Extract provided:
☆ ☆ ☆ ☆

Skip to content

DOCUMENTATION COVERAGE BY PACKAGE - PRIORITIZATION GUIDE

Phase 5 Package-Level Priorities

HIGH PRIORITY (Phases 1-4)

1. codex_ml/ - CRITICAL

  • Undocumented Items: 1,940
  • Files: 439
  • Coverage: 51.5%
  • Priority: P0
  • Rationale: Largest package, core ML functionality
  • Effort: ~161 pre-commits (48% of total)
  • Key Areas:
  • data/ - Data loading and preprocessing
  • modeling/ - Model architectures
  • training/ - Training loops
  • checkpointing/ - Model persistence
  • reward_models/ - RL reward models

2. codex/ - HIGH

  • Undocumented Items: 551
  • Files: 257
  • Coverage: 75.5%
  • Priority: P0
  • Rationale: Core application package, user-facing
  • Effort: ~46 pre-commits (14% of total)
  • Key Areas:
  • zendesk/ - CRM integrations
  • evidence/ - Evidence tracking
  • plans/ - Planning system
  • rag/ - RAG pipeline

3. training/ - HIGH

  • Undocumented Items: 130
  • Files: 17
  • Coverage: 36.0%
  • Priority: P0
  • Rationale: Critical for ML operations, poor coverage
  • Effort: ~11 pre-commits (3% of total)

4. mcp/ - MEDIUM-HIGH

  • Undocumented Items: 123
  • Files: 60
  • Coverage: 62.6%
  • Priority: P1
  • Rationale: MCP protocol implementation
  • Effort: ~10 pre-commits (3% of total)

☆ ☆ ☆ ☆

Raw records:
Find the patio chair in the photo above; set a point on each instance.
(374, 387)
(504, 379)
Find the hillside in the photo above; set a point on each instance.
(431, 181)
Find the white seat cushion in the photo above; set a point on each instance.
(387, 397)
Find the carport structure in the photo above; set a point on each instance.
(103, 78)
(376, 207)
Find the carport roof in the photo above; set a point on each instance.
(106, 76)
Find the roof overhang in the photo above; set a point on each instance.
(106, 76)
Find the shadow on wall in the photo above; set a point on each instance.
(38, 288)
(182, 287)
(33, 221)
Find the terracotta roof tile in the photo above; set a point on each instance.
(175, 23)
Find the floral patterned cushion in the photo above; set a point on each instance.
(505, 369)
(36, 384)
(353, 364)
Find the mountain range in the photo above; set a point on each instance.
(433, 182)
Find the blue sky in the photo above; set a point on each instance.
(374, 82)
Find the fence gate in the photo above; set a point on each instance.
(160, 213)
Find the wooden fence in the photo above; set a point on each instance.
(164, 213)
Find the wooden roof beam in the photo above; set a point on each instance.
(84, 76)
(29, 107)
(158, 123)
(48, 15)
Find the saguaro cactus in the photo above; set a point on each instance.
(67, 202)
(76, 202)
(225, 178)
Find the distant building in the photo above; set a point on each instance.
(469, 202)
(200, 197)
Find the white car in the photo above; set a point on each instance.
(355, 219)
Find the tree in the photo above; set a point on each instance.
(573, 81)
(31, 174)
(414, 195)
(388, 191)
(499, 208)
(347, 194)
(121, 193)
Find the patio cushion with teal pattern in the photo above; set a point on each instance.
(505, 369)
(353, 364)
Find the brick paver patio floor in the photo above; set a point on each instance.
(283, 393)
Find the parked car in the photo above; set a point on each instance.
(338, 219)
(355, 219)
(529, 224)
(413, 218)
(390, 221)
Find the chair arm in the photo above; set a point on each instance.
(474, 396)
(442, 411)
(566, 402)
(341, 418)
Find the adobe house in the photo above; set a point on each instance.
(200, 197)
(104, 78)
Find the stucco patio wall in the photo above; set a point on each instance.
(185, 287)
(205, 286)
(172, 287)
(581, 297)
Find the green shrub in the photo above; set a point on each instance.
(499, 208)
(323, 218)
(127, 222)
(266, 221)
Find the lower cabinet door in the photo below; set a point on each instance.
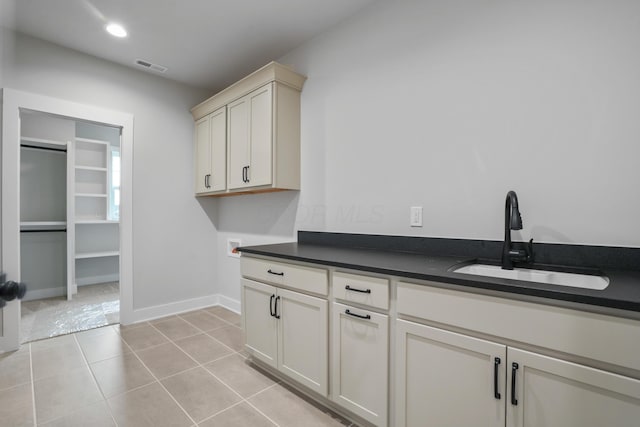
(360, 362)
(260, 326)
(553, 392)
(447, 379)
(303, 328)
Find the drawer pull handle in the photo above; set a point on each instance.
(275, 273)
(514, 369)
(496, 368)
(360, 316)
(271, 312)
(364, 291)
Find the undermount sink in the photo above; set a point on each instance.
(576, 280)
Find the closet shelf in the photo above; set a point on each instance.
(96, 221)
(42, 225)
(91, 195)
(104, 254)
(91, 168)
(92, 141)
(43, 143)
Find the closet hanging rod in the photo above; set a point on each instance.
(44, 230)
(63, 150)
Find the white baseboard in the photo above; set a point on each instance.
(164, 310)
(94, 280)
(229, 303)
(44, 293)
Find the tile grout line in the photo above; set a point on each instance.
(95, 381)
(160, 383)
(220, 380)
(33, 387)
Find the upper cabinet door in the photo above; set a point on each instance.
(203, 155)
(261, 126)
(218, 150)
(238, 133)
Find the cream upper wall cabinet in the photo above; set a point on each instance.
(261, 132)
(250, 129)
(210, 152)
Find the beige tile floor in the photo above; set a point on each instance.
(184, 370)
(93, 306)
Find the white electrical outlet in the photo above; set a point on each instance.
(232, 246)
(416, 216)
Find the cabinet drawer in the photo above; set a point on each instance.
(308, 279)
(371, 291)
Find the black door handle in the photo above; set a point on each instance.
(360, 316)
(271, 306)
(514, 372)
(275, 311)
(274, 273)
(364, 291)
(496, 369)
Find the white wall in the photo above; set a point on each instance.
(173, 238)
(450, 104)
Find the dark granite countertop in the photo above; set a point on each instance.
(622, 293)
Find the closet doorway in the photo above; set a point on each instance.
(74, 229)
(69, 225)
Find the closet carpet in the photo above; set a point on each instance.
(184, 370)
(93, 306)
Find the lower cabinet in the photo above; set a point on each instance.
(449, 379)
(360, 340)
(289, 331)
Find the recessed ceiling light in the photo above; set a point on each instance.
(116, 30)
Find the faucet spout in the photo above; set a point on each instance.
(513, 221)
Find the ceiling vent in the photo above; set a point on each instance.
(151, 66)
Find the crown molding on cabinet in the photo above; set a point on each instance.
(271, 72)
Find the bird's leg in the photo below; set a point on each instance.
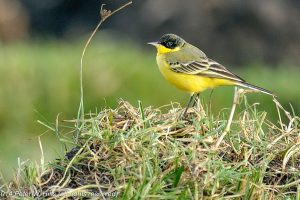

☆ ☆ ☆ ☆

List of tasks:
1. Reproduce the part of the documentation coverage guide that opens with the words containing "1. codex_ml/ - CRITICAL" and closes with "(48% of total)".
2. Translate this line from the documentation coverage guide into Spanish: "Rationale: Core application package, user-facing".
3. Resume the documentation coverage guide after its last line and carry it on in the same format.
The material has no connection to the documentation coverage guide.

Per-task answers:
1.
1. codex_ml/ - CRITICAL

  • Undocumented Items: 1,940
  • Files: 439
  • Coverage: 51.5%
  • Priority: P0
  • Rationale: Largest package, core ML functionality
  • Effort: ~161 pre-commits (48% of total)

2. Justificación: paquete central de la aplicación, orientado al usuario.

3.
MEDIUM PRIORITY (Phases 5-6)

5. hhg_logistics/ - MEDIUM

  • Undocumented Items: 57
  • Files: 26
  • Coverage: 29.6%
  • Priority: P1
  • Rationale: Low coverage, specific domain
  • Effort: ~5 pre-commits

6. common/ - MEDIUM

  • Undocumented Items: 48
  • Files: 9
  • Coverage: 21.3%
  • Priority: P1
  • Rationale: Shared utilities, low coverage
  • Effort: ~4 pre-commits

7. tokenization/ - MEDIUM

  • Undocumented Items: 31
  • Files: 7
  • Coverage: 34.0%
  • Priority: P1
  • Rationale: Text processing core
  • Effort: ~3 pre-commits

8. codex_audit/ - CRITICAL (Zero Coverage)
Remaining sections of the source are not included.